Provided records Start Marker

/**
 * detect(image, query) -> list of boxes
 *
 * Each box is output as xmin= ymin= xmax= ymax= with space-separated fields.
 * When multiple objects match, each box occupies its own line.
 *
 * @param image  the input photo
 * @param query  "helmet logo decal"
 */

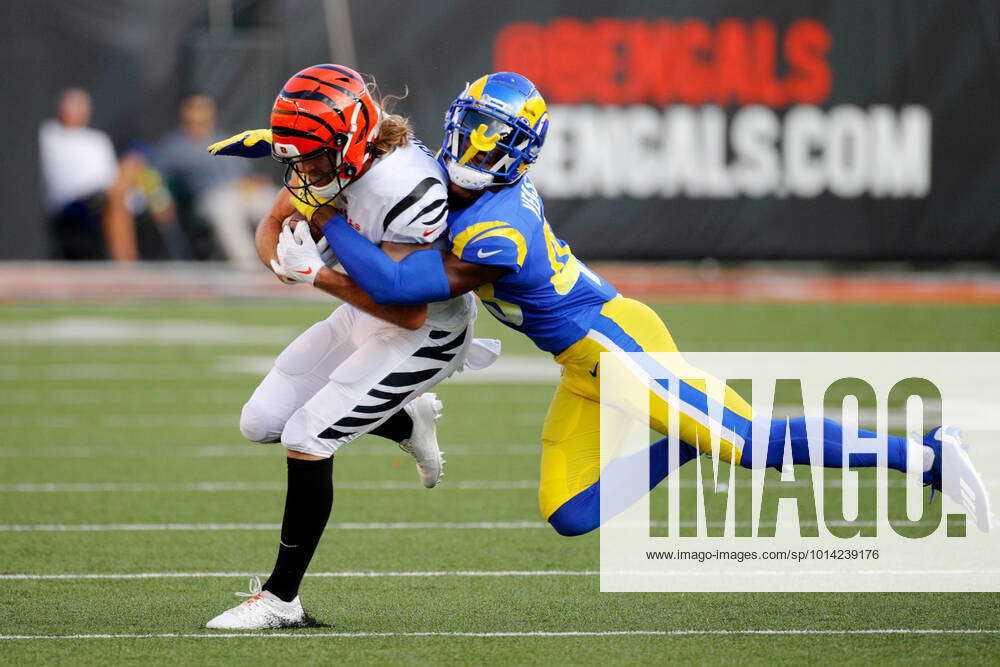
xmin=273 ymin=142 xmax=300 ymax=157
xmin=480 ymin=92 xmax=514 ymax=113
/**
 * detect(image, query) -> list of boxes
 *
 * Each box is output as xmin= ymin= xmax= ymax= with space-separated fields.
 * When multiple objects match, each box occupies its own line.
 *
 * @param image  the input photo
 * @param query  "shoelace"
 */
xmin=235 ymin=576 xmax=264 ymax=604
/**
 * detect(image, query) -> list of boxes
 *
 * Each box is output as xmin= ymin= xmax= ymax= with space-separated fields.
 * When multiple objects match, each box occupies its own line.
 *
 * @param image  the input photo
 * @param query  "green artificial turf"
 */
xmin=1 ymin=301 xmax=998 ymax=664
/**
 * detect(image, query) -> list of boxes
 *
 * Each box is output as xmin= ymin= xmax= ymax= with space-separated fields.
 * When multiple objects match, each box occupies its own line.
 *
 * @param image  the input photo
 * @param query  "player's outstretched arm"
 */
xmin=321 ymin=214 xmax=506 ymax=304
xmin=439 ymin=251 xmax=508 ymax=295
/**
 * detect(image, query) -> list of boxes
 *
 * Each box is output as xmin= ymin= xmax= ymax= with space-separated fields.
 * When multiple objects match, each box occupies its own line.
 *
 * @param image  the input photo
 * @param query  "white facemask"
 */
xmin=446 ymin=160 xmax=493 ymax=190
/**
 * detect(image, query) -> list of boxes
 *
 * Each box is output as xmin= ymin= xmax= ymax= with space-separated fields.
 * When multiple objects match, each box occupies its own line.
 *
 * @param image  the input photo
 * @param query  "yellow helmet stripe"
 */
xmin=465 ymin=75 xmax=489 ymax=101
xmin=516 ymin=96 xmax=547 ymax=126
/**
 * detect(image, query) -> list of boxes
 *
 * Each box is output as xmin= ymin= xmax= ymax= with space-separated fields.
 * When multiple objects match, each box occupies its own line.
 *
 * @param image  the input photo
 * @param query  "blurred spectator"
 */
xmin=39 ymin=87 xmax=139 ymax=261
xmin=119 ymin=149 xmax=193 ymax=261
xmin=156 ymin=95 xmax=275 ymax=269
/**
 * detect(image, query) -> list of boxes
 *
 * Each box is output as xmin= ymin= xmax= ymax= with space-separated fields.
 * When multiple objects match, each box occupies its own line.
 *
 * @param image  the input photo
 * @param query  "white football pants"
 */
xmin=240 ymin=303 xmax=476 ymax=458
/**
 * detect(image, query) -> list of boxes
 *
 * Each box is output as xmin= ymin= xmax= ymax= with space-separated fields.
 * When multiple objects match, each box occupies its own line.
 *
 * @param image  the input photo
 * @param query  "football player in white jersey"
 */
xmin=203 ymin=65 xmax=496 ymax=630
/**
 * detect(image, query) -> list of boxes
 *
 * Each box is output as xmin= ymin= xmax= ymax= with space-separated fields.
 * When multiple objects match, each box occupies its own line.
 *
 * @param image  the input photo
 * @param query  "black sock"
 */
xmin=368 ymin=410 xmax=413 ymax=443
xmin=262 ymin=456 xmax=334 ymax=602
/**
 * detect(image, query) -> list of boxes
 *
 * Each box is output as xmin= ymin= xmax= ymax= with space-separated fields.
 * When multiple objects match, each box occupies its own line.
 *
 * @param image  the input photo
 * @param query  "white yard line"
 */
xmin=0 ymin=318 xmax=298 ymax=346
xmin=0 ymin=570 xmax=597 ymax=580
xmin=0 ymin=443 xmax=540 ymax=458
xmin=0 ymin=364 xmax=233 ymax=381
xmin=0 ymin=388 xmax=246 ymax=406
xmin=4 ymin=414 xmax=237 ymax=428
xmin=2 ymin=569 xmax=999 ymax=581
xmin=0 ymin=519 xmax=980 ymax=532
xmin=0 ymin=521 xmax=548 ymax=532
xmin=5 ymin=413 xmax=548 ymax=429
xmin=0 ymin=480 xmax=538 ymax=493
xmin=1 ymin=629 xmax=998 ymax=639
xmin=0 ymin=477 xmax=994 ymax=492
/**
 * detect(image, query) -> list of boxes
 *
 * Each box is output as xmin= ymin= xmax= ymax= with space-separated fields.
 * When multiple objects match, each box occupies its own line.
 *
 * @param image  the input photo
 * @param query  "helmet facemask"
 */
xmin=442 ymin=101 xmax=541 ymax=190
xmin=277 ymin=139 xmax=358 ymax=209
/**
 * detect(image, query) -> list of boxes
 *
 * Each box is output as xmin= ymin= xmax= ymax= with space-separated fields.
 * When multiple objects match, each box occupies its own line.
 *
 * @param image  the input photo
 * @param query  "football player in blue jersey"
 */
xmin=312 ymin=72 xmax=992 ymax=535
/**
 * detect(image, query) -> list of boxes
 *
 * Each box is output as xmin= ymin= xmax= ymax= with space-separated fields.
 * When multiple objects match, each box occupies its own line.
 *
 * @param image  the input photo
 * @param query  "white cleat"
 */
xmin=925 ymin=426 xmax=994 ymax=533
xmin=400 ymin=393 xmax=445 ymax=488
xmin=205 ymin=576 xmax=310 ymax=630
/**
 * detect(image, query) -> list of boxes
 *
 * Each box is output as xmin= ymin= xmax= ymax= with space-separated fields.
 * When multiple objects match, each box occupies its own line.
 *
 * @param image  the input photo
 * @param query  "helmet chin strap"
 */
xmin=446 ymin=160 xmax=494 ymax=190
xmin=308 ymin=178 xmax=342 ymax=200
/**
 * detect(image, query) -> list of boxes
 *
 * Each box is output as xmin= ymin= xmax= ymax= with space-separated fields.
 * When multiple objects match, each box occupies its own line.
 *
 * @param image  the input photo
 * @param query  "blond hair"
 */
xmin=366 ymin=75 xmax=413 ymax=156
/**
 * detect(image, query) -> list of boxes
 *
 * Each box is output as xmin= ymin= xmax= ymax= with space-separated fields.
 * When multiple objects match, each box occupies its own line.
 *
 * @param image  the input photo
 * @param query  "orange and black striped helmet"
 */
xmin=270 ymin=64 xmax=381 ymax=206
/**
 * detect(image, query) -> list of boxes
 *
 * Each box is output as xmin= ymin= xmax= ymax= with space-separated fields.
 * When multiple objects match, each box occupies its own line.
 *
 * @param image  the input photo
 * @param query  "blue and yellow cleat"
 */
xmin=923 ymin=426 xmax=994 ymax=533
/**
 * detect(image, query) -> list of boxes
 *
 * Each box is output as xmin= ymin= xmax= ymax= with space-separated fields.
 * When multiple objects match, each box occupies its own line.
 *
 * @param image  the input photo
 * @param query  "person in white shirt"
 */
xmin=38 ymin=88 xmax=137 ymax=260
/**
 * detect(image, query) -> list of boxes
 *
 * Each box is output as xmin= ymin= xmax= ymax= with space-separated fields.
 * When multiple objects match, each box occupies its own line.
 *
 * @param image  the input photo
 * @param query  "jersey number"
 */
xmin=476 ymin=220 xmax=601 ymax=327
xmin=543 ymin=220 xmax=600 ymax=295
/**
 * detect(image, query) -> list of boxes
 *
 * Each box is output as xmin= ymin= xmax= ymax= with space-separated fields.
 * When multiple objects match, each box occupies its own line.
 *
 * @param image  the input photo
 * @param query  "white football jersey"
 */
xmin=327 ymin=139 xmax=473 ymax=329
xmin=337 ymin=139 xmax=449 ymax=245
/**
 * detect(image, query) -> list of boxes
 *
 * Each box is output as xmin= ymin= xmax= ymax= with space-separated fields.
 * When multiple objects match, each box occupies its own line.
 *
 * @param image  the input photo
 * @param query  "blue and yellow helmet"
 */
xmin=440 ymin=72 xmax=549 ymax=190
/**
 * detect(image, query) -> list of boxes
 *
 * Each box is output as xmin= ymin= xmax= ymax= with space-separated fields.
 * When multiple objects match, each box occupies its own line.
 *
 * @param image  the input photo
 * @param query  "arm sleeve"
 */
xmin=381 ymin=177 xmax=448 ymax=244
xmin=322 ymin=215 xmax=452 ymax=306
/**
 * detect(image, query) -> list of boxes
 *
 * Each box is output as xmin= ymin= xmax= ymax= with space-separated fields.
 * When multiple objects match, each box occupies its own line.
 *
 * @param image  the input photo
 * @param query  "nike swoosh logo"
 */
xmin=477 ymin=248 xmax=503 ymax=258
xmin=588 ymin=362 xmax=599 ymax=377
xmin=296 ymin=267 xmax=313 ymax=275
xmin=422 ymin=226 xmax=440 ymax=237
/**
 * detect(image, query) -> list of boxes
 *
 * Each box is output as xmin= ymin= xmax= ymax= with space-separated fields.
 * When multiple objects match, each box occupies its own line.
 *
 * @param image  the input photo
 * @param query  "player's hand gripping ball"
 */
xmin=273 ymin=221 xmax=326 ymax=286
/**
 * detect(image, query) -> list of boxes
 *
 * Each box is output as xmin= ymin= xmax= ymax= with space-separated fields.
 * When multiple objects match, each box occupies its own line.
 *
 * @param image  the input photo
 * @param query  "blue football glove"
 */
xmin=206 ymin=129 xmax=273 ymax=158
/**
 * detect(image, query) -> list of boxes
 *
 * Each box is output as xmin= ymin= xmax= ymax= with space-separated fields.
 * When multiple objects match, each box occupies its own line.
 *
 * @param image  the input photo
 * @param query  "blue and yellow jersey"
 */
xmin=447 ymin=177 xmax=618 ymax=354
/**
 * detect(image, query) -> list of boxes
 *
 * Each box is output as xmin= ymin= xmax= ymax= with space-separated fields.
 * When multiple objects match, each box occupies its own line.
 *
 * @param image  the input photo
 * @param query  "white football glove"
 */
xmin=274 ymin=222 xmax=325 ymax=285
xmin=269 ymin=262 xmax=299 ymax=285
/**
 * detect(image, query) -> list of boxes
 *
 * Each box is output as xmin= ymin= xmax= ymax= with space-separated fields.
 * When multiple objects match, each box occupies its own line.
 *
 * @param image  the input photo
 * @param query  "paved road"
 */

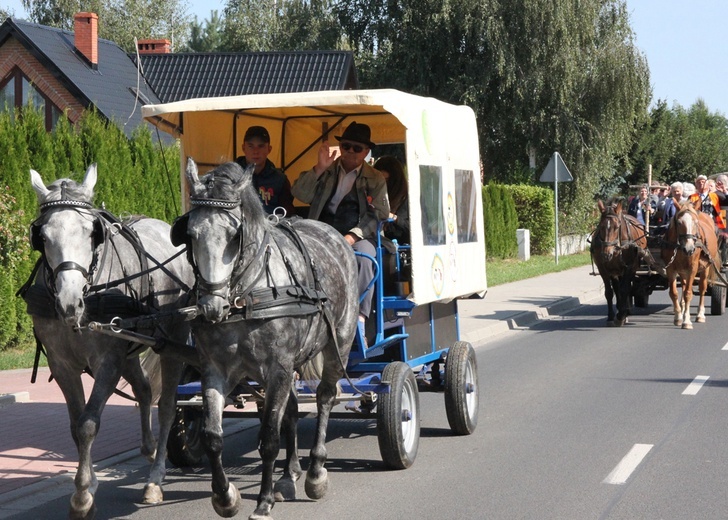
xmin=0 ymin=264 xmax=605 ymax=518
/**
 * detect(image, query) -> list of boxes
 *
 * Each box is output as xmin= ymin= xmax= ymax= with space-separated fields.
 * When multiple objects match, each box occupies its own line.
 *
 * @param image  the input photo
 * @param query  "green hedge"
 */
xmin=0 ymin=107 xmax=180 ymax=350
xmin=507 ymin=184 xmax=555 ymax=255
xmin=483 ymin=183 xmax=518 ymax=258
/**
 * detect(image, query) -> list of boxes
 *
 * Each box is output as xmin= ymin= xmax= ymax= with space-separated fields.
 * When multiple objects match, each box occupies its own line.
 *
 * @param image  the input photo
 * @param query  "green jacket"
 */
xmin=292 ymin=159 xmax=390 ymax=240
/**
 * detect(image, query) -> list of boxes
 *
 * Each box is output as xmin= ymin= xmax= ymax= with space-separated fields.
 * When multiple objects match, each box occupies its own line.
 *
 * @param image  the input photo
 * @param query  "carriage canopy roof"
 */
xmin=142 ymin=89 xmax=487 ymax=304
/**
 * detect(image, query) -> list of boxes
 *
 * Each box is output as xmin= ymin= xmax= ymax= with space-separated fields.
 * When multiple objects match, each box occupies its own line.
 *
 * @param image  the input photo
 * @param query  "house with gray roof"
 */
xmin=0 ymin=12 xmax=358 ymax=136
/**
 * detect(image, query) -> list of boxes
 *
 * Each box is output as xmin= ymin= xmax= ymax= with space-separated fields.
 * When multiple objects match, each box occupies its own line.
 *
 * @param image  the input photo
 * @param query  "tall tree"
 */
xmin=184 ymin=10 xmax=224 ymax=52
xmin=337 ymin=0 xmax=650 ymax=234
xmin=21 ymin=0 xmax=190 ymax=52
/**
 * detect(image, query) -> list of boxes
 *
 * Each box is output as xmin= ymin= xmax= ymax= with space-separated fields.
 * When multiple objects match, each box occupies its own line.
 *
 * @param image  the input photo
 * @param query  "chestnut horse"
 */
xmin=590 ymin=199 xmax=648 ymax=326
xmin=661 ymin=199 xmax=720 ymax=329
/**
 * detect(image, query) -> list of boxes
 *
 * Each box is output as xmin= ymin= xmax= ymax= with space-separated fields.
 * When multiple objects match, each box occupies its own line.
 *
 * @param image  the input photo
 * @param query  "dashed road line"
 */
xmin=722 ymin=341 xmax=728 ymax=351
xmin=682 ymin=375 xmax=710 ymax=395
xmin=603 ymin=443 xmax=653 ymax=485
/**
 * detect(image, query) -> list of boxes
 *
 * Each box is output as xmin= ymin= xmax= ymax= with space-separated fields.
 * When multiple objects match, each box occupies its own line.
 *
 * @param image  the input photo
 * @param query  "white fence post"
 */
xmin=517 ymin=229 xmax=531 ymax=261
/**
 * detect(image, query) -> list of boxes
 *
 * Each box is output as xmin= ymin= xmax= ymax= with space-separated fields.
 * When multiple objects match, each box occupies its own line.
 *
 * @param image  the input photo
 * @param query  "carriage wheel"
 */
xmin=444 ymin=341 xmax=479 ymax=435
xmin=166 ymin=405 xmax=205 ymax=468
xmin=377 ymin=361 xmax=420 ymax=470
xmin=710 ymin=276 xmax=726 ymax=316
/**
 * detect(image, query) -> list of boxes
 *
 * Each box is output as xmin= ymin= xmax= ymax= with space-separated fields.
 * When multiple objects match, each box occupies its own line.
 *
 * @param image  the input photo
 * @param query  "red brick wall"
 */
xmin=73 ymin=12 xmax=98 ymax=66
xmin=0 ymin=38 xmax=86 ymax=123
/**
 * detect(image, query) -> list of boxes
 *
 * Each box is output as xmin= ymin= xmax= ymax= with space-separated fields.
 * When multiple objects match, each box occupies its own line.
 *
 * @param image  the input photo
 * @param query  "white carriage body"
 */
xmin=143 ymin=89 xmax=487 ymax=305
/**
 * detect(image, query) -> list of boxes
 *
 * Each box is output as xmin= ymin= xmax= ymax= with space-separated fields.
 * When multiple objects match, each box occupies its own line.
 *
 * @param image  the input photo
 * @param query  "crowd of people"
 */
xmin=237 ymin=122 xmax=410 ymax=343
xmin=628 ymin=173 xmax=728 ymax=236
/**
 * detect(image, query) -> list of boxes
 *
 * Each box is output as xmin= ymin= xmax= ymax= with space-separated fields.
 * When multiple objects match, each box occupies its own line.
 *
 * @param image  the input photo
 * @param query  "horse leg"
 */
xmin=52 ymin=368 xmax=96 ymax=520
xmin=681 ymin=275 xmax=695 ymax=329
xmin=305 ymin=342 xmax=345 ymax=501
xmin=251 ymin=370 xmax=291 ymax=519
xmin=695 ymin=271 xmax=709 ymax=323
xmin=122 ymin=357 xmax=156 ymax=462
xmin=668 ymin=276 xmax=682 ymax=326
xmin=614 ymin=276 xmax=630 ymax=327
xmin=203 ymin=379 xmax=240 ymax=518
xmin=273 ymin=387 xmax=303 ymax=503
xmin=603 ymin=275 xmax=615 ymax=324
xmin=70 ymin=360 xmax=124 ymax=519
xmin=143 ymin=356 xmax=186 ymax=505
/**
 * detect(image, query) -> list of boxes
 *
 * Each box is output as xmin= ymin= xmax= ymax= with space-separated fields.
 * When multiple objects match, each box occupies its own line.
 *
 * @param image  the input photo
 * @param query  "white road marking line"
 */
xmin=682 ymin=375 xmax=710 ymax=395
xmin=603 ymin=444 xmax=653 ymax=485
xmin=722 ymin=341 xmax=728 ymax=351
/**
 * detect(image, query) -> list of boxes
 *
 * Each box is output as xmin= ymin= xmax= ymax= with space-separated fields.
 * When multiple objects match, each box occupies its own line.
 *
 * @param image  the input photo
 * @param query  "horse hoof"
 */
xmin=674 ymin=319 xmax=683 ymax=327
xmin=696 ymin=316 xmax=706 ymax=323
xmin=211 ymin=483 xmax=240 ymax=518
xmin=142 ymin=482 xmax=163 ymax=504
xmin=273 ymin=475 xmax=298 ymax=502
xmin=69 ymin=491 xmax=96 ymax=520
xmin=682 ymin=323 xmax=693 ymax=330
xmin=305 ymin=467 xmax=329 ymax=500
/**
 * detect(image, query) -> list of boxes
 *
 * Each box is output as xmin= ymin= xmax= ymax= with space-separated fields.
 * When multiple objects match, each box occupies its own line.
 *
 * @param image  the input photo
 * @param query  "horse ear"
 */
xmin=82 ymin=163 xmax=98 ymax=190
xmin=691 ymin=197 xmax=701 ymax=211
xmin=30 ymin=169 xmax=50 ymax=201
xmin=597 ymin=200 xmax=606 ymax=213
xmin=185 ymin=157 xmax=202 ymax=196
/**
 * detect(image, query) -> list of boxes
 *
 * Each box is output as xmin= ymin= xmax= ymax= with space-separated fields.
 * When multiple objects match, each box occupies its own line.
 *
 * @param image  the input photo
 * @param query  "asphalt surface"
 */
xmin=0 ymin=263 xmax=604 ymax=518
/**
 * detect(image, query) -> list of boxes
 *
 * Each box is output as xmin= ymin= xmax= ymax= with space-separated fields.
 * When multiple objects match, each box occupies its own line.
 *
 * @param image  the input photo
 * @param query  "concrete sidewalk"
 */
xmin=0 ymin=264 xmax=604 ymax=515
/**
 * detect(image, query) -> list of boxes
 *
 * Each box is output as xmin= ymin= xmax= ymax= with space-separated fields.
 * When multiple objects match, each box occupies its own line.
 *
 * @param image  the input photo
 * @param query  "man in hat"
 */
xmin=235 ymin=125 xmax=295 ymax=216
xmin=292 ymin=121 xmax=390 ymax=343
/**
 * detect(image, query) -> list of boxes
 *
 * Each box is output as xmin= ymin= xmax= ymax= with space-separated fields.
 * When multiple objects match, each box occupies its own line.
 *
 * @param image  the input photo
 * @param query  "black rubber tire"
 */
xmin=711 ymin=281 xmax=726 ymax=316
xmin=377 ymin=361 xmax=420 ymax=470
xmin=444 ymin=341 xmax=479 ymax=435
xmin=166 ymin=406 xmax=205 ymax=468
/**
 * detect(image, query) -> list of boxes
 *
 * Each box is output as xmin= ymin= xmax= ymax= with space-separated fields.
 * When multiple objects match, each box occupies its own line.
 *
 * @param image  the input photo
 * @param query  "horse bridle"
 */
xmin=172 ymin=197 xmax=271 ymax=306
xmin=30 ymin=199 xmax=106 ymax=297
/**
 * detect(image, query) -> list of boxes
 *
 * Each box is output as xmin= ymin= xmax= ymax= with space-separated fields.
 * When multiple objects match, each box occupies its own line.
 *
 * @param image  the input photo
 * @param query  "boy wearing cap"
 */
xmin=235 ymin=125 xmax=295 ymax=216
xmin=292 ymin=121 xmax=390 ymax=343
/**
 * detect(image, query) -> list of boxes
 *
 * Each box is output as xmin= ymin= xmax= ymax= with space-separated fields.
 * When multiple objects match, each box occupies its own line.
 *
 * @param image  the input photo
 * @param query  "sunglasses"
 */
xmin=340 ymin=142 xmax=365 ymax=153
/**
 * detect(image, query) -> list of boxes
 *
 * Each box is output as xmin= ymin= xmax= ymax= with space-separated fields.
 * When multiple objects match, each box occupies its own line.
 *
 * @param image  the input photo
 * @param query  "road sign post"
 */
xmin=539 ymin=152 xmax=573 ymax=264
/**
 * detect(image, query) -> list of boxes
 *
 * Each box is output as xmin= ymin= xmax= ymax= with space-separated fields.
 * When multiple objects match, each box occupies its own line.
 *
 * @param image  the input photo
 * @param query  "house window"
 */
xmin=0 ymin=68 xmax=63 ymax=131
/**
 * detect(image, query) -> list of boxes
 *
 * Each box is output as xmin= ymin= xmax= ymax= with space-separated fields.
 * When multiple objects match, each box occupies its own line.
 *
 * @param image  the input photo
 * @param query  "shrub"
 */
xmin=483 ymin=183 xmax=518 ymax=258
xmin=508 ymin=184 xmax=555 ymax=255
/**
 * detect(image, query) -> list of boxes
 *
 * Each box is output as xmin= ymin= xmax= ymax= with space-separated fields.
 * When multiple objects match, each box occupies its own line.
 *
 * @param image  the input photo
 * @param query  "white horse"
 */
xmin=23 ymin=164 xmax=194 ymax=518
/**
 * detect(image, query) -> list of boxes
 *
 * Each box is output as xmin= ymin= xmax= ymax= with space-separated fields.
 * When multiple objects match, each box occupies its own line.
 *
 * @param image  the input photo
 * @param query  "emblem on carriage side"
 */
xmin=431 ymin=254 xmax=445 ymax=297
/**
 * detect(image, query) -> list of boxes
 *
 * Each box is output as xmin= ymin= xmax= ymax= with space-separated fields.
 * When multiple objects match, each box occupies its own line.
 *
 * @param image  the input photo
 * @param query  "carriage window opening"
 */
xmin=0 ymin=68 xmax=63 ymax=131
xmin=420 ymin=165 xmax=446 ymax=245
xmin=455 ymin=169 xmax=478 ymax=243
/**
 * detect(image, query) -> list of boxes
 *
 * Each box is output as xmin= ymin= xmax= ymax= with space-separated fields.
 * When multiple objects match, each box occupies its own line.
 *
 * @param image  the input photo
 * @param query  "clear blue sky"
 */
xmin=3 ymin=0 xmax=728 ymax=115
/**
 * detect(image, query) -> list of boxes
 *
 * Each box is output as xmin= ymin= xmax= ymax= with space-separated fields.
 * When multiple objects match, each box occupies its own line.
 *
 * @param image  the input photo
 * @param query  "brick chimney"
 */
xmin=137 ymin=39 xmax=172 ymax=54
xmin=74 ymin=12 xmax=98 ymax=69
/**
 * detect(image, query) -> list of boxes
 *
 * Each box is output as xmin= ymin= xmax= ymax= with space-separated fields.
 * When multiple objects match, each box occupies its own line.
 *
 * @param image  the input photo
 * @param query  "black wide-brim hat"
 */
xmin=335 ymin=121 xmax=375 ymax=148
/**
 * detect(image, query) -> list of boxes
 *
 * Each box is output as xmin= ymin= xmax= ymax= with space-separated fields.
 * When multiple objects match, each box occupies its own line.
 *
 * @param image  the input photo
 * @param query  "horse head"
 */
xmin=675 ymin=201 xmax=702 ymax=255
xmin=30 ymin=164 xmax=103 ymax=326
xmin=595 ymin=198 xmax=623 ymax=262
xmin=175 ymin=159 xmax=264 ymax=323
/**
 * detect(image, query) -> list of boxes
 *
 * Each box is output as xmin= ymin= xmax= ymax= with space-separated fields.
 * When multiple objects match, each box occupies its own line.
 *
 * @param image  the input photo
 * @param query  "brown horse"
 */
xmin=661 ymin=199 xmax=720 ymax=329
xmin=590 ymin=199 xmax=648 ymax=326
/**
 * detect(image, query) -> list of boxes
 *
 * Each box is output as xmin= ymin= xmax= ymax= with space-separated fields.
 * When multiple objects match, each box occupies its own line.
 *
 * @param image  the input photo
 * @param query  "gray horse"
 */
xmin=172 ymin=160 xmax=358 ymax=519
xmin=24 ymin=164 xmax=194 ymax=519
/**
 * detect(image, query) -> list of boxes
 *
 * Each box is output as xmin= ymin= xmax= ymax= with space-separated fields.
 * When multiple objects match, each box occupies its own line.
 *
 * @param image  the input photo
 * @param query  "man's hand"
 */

Provided records End Marker

* **The task**:
Copy each line of the listing above that contains the word "glove".

* **Written reply**:
 * @param query  "blue football glove"
 * @param query  "white football glove"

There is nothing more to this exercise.